PROBLEM DESCRIPTION
Reproduce the records word for word, starting at the beginning and ending with the line that contains "Target: green grass patch", both included.

DATA FOR PROCESSING
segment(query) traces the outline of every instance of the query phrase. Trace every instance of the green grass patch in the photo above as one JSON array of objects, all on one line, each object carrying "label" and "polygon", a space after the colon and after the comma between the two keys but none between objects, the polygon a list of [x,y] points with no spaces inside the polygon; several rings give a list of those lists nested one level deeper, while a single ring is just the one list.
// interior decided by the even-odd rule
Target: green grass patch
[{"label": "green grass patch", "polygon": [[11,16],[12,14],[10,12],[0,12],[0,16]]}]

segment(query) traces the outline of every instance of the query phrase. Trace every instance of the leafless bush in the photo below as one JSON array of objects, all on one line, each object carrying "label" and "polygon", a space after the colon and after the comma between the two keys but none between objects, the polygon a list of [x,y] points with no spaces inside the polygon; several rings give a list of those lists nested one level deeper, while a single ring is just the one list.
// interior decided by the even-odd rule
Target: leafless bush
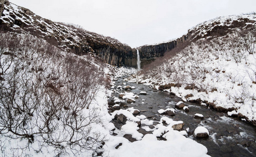
[{"label": "leafless bush", "polygon": [[27,139],[17,151],[36,141],[56,155],[97,152],[105,136],[92,127],[102,117],[91,103],[106,85],[101,68],[33,36],[0,36],[0,134]]}]

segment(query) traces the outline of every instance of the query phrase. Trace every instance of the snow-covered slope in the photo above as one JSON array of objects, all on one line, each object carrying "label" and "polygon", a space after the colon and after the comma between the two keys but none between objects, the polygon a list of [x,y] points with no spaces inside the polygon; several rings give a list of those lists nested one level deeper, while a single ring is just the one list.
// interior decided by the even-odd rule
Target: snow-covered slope
[{"label": "snow-covered slope", "polygon": [[255,15],[232,16],[198,25],[183,48],[167,52],[143,76],[160,83],[155,87],[255,125]]},{"label": "snow-covered slope", "polygon": [[89,53],[114,65],[121,66],[126,63],[125,58],[132,57],[131,48],[117,39],[71,24],[53,22],[8,1],[0,1],[0,29],[29,33],[66,51],[79,55]]},{"label": "snow-covered slope", "polygon": [[114,127],[104,64],[14,33],[0,33],[0,59],[1,156],[102,151]]}]

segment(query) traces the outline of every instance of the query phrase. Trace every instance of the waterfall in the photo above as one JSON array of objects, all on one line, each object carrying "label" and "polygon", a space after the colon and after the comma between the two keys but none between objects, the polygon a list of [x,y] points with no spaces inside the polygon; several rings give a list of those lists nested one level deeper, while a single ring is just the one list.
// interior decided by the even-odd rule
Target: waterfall
[{"label": "waterfall", "polygon": [[139,50],[137,50],[137,67],[138,68],[138,70],[140,70],[140,60],[139,59]]}]

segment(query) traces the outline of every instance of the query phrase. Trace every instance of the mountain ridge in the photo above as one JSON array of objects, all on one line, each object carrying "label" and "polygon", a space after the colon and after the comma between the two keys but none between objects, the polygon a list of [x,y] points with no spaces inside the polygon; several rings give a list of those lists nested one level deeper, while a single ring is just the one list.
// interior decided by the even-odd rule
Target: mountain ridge
[{"label": "mountain ridge", "polygon": [[3,30],[29,33],[66,51],[79,55],[91,54],[111,65],[136,66],[135,49],[116,39],[54,23],[8,1],[0,3],[0,28]]}]

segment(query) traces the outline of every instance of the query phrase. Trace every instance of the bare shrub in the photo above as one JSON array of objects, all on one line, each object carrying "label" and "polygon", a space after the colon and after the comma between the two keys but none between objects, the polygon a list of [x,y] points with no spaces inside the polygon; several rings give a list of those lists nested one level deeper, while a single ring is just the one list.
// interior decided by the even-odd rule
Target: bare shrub
[{"label": "bare shrub", "polygon": [[106,85],[103,68],[32,36],[0,36],[0,133],[27,141],[15,152],[49,146],[56,155],[100,151],[105,136],[92,126],[103,125],[102,117],[92,102]]}]

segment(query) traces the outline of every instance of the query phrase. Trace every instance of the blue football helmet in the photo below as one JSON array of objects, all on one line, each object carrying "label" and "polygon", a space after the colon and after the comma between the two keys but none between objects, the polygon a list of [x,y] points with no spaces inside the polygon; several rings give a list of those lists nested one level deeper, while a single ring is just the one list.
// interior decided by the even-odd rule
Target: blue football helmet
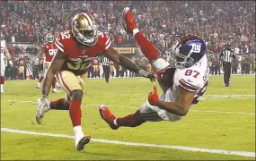
[{"label": "blue football helmet", "polygon": [[171,51],[171,61],[175,64],[175,68],[190,68],[206,54],[205,41],[196,35],[187,35],[177,40]]}]

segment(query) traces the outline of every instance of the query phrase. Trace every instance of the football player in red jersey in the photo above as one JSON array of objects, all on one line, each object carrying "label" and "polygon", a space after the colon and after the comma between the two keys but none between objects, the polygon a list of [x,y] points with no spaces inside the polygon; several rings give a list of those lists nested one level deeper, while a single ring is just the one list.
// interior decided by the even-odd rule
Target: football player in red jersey
[{"label": "football player in red jersey", "polygon": [[[56,46],[56,43],[54,42],[54,37],[51,33],[48,33],[46,35],[46,41],[47,43],[45,43],[42,46],[40,53],[39,55],[40,59],[42,58],[43,56],[45,57],[44,57],[44,63],[43,63],[43,74],[39,80],[38,85],[36,87],[37,89],[41,88],[40,83],[46,76],[47,71],[49,67],[49,64],[50,64],[50,62],[52,61],[53,56],[57,53],[57,46]],[[56,89],[56,78],[55,77],[54,77],[51,86],[52,86],[52,92],[58,93],[57,89]]]},{"label": "football player in red jersey", "polygon": [[147,101],[134,114],[124,117],[116,117],[106,106],[101,105],[102,118],[112,130],[122,126],[137,127],[146,122],[181,120],[207,88],[209,68],[204,40],[196,35],[180,38],[172,47],[173,64],[171,64],[138,30],[128,7],[124,9],[123,15],[127,32],[134,36],[143,55],[149,60],[163,93],[159,97],[154,87]]},{"label": "football player in red jersey", "polygon": [[[91,61],[102,54],[152,81],[155,80],[155,76],[118,54],[110,47],[110,38],[105,33],[98,31],[98,26],[91,14],[76,14],[71,21],[71,30],[58,33],[56,45],[57,51],[43,82],[42,97],[38,99],[36,120],[38,123],[42,123],[44,114],[50,109],[69,110],[75,132],[75,145],[77,150],[82,150],[91,139],[90,136],[84,136],[82,131],[80,107],[87,77],[86,72]],[[48,96],[55,74],[66,96],[66,98],[49,102]]]},{"label": "football player in red jersey", "polygon": [[23,80],[25,71],[25,58],[23,56],[19,57],[19,79]]}]

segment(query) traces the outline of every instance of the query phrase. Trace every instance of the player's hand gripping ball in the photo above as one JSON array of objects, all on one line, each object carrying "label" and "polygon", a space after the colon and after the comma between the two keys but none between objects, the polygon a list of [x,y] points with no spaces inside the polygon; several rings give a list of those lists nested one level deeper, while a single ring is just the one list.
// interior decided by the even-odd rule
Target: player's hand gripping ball
[{"label": "player's hand gripping ball", "polygon": [[150,92],[148,94],[148,102],[149,102],[150,105],[156,106],[158,101],[159,101],[159,97],[158,97],[158,94],[157,94],[157,89],[154,86],[154,91]]}]

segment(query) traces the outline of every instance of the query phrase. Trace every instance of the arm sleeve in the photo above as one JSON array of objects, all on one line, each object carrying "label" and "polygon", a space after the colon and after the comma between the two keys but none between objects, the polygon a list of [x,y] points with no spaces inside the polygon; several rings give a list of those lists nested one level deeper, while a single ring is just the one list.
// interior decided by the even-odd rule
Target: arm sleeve
[{"label": "arm sleeve", "polygon": [[56,46],[61,52],[64,53],[64,46],[63,46],[61,41],[62,41],[61,35],[57,34],[57,36],[56,38]]},{"label": "arm sleeve", "polygon": [[179,80],[179,85],[190,92],[194,92],[199,89],[199,87],[190,84],[183,79]]}]

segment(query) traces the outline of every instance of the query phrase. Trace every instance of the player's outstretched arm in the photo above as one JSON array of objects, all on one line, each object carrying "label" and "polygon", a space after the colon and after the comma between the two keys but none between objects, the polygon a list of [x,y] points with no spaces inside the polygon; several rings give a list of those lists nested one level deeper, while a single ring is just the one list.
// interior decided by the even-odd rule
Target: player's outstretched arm
[{"label": "player's outstretched arm", "polygon": [[140,69],[136,64],[134,64],[130,59],[119,55],[112,47],[109,47],[103,55],[110,58],[111,61],[120,64],[124,68],[137,72],[139,75],[150,79],[151,81],[155,80],[155,76],[146,71]]},{"label": "player's outstretched arm", "polygon": [[7,57],[7,59],[8,59],[8,61],[9,61],[9,64],[10,64],[10,65],[11,66],[13,66],[13,62],[12,62],[12,56],[11,56],[11,55],[10,55],[10,53],[9,53],[9,51],[8,51],[8,49],[7,49],[7,47],[6,47],[6,46],[4,47],[4,54],[5,54],[5,55],[6,55],[6,57]]},{"label": "player's outstretched arm", "polygon": [[180,102],[161,101],[157,94],[156,87],[154,88],[154,92],[148,95],[148,102],[150,105],[157,106],[159,108],[178,115],[187,114],[193,99],[194,92],[187,91],[181,87],[180,87]]},{"label": "player's outstretched arm", "polygon": [[49,93],[49,89],[52,84],[54,75],[60,71],[63,64],[65,62],[65,56],[62,52],[57,49],[56,55],[52,59],[50,66],[47,72],[46,77],[44,79],[43,87],[42,87],[42,97],[48,97]]}]

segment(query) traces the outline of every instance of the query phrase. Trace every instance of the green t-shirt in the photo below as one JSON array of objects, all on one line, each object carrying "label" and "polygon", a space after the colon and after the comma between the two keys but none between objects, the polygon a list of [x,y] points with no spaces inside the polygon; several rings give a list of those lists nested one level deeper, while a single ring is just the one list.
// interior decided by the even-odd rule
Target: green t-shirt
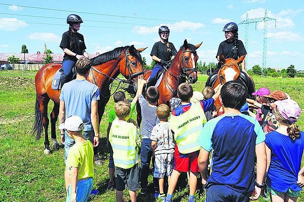
[{"label": "green t-shirt", "polygon": [[[136,102],[133,102],[133,101],[131,102],[131,111],[130,111],[130,118],[132,118],[132,115],[133,112],[135,108],[136,105]],[[109,117],[108,118],[108,121],[109,123],[113,122],[113,120],[116,118],[116,114],[115,113],[115,110],[114,109],[112,109],[109,112]]]},{"label": "green t-shirt", "polygon": [[93,156],[93,144],[89,140],[77,143],[68,150],[66,163],[70,168],[78,168],[77,181],[94,177]]}]

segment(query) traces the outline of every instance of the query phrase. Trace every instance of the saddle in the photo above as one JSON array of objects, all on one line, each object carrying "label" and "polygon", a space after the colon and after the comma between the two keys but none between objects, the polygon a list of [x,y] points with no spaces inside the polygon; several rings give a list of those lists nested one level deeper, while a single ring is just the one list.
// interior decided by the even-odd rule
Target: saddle
[{"label": "saddle", "polygon": [[[76,70],[75,70],[75,67],[73,67],[72,72],[73,72],[73,75],[72,76],[71,80],[76,78]],[[57,90],[61,89],[60,83],[61,83],[61,78],[62,78],[63,75],[63,68],[61,67],[58,69],[54,75],[53,81],[52,82],[52,89]]]},{"label": "saddle", "polygon": [[[213,73],[208,78],[207,82],[206,82],[205,87],[212,87],[214,85],[215,83],[215,80],[216,80],[216,78],[217,78],[217,72]],[[252,81],[248,76],[248,75],[244,72],[243,71],[241,71],[240,74],[240,76],[237,79],[238,81],[242,82],[244,84],[247,86],[248,90],[248,95],[247,95],[247,98],[250,99],[254,99],[254,96],[252,95],[252,93],[254,92],[254,86],[253,85],[253,83]]]}]

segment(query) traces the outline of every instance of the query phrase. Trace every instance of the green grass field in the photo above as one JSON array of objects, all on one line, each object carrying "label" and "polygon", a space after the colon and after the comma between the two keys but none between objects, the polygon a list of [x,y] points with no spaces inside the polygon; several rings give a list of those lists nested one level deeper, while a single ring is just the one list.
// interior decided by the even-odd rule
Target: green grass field
[{"label": "green grass field", "polygon": [[[35,73],[0,71],[0,201],[65,201],[64,149],[53,151],[46,155],[43,153],[44,138],[36,141],[32,135]],[[207,78],[206,75],[200,75],[198,82],[193,85],[195,90],[201,91]],[[301,110],[297,124],[304,129],[303,78],[284,78],[283,83],[280,78],[255,77],[254,79],[256,89],[267,87],[271,91],[282,90],[298,102]],[[52,105],[52,103],[49,105],[49,111]],[[116,201],[115,191],[106,189],[108,154],[104,146],[107,116],[113,106],[113,101],[110,99],[100,124],[102,137],[99,152],[103,164],[94,168],[94,188],[98,189],[100,194],[93,201]],[[59,134],[58,130],[57,136]],[[149,177],[151,189],[151,177]],[[179,184],[174,201],[187,201],[188,190],[185,180],[181,179]],[[124,195],[125,201],[129,199],[127,193]],[[139,196],[138,198],[139,201],[153,201],[147,195]],[[198,192],[196,201],[204,201],[204,194]],[[304,201],[303,194],[298,201]]]}]

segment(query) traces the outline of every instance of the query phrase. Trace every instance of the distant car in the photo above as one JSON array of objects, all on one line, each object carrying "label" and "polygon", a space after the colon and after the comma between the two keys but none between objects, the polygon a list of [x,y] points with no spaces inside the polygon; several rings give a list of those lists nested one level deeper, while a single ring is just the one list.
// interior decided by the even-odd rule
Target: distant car
[{"label": "distant car", "polygon": [[1,65],[1,69],[3,70],[11,70],[13,69],[13,67],[8,64],[5,64],[3,65]]}]

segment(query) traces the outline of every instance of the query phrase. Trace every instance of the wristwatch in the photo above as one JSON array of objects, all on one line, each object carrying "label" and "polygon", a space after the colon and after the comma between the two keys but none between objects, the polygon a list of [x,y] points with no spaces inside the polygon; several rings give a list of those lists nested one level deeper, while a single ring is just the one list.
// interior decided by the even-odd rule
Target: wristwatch
[{"label": "wristwatch", "polygon": [[265,184],[264,182],[263,182],[263,184],[262,184],[262,185],[261,185],[257,182],[254,182],[254,185],[255,186],[256,186],[257,187],[258,187],[258,188],[264,188],[266,186],[266,184]]}]

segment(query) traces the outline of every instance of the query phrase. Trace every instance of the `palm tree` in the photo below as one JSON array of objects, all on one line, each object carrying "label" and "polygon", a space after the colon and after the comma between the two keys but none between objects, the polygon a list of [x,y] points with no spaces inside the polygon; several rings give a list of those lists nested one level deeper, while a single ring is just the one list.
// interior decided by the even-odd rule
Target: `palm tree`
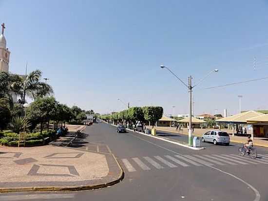
[{"label": "palm tree", "polygon": [[0,72],[0,98],[7,99],[11,108],[13,105],[12,93],[20,94],[22,81],[22,78],[18,75]]},{"label": "palm tree", "polygon": [[27,76],[10,74],[7,72],[0,72],[0,98],[9,100],[13,106],[12,94],[20,97],[19,102],[25,103],[26,96],[36,100],[53,94],[52,87],[49,84],[40,81],[42,72],[39,70],[32,71]]},{"label": "palm tree", "polygon": [[20,93],[22,104],[25,103],[26,95],[34,100],[38,97],[44,97],[53,94],[52,87],[49,84],[40,81],[42,72],[39,70],[32,71],[23,78],[21,83]]}]

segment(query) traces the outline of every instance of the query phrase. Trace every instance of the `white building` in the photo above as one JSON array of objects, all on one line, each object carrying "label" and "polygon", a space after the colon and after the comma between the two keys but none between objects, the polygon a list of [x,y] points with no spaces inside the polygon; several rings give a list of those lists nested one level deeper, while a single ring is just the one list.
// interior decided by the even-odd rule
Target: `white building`
[{"label": "white building", "polygon": [[6,40],[4,36],[5,24],[2,23],[2,32],[0,35],[0,71],[8,72],[10,51],[6,48]]},{"label": "white building", "polygon": [[184,118],[185,118],[186,117],[189,117],[189,114],[179,114],[178,115],[178,118],[183,117]]}]

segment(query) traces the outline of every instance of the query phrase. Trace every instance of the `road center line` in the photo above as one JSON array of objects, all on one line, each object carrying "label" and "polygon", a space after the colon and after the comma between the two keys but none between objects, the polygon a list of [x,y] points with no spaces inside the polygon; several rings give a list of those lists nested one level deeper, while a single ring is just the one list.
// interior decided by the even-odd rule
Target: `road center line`
[{"label": "road center line", "polygon": [[[163,146],[159,145],[157,144],[155,144],[153,142],[152,142],[150,141],[147,141],[146,140],[143,139],[142,138],[139,138],[137,136],[135,136],[135,135],[134,135],[133,134],[130,134],[132,136],[135,137],[135,138],[137,138],[141,140],[147,141],[148,143],[150,143],[152,144],[153,144],[155,146],[158,146],[158,147],[162,148],[162,149],[165,149],[167,151],[170,151],[171,152],[174,153],[175,154],[179,155],[180,156],[183,156],[182,154],[180,154],[178,152],[176,152],[172,150],[171,149],[168,149],[167,148],[166,148],[166,147],[164,147]],[[223,170],[221,170],[219,168],[217,168],[216,167],[213,167],[211,165],[207,165],[207,164],[204,164],[204,165],[207,166],[207,167],[209,167],[211,168],[214,169],[214,170],[218,170],[218,171],[220,171],[220,172],[221,172],[221,173],[222,173],[223,174],[225,174],[226,175],[229,175],[231,177],[233,177],[234,179],[236,179],[236,180],[241,181],[242,183],[245,183],[246,185],[247,185],[248,186],[249,186],[249,188],[250,188],[251,189],[251,190],[255,193],[255,199],[253,200],[253,201],[260,201],[260,199],[261,199],[261,195],[260,195],[260,193],[259,193],[259,191],[258,191],[258,190],[256,188],[255,188],[253,186],[250,185],[249,183],[247,182],[247,181],[245,181],[243,180],[242,179],[239,178],[239,177],[236,176],[235,175],[234,175],[232,174],[229,173],[227,172],[225,172],[225,171],[223,171]]]}]

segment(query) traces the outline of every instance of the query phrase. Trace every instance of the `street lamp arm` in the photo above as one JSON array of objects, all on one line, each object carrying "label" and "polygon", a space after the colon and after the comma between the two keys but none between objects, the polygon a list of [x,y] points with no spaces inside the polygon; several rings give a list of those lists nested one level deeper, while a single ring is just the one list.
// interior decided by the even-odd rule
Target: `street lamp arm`
[{"label": "street lamp arm", "polygon": [[194,85],[194,86],[193,86],[192,87],[192,88],[197,86],[198,84],[199,84],[201,82],[202,82],[203,81],[204,81],[207,78],[208,78],[209,75],[210,74],[211,74],[212,73],[213,73],[213,72],[217,72],[219,70],[218,69],[215,69],[215,70],[211,70],[211,72],[210,72],[209,73],[208,73],[208,74],[205,76],[203,78],[202,78],[202,79],[200,80],[199,81],[198,81],[198,82],[195,84]]},{"label": "street lamp arm", "polygon": [[180,78],[179,78],[178,76],[177,76],[176,75],[176,74],[175,74],[173,72],[172,72],[171,70],[170,70],[170,69],[169,68],[168,68],[167,67],[166,67],[166,66],[161,66],[161,68],[166,68],[167,70],[168,70],[169,72],[170,72],[170,73],[173,75],[174,76],[175,76],[176,78],[177,78],[177,79],[179,80],[184,85],[185,85],[185,86],[186,87],[187,87],[187,89],[189,89],[189,87],[187,85],[187,84],[186,84],[183,80],[182,80],[181,79],[180,79]]}]

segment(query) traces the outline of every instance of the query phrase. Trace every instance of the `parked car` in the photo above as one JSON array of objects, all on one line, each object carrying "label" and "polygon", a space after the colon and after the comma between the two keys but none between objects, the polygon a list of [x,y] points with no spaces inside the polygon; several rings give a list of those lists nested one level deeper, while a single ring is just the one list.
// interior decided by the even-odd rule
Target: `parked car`
[{"label": "parked car", "polygon": [[210,141],[214,144],[222,143],[226,145],[230,144],[230,137],[226,132],[220,131],[209,131],[202,136],[202,141]]},{"label": "parked car", "polygon": [[127,130],[125,126],[122,125],[119,125],[117,126],[117,133],[126,133]]}]

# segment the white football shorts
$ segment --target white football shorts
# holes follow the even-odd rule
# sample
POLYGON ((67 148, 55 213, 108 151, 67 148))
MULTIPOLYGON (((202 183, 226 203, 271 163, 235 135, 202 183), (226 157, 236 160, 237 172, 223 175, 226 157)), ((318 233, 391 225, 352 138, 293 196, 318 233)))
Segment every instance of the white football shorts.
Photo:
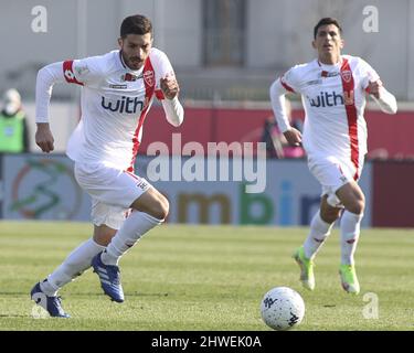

ANSWER
segment(query) traces the outline of every instance of the query phrase. Trace every instance of the green grass patch in the photo above as one JSON array of objects, all on one line, each object carrying "label" and "polygon", a space after the colon and after the comma between the two keys but none between objects, the polygon a list of [x,y] points with no spaces inside the polygon; several rings give a list of those lists nested one level deeper, while a single ring is just the one list.
// interior decided by the even-odd rule
Target: green grass patch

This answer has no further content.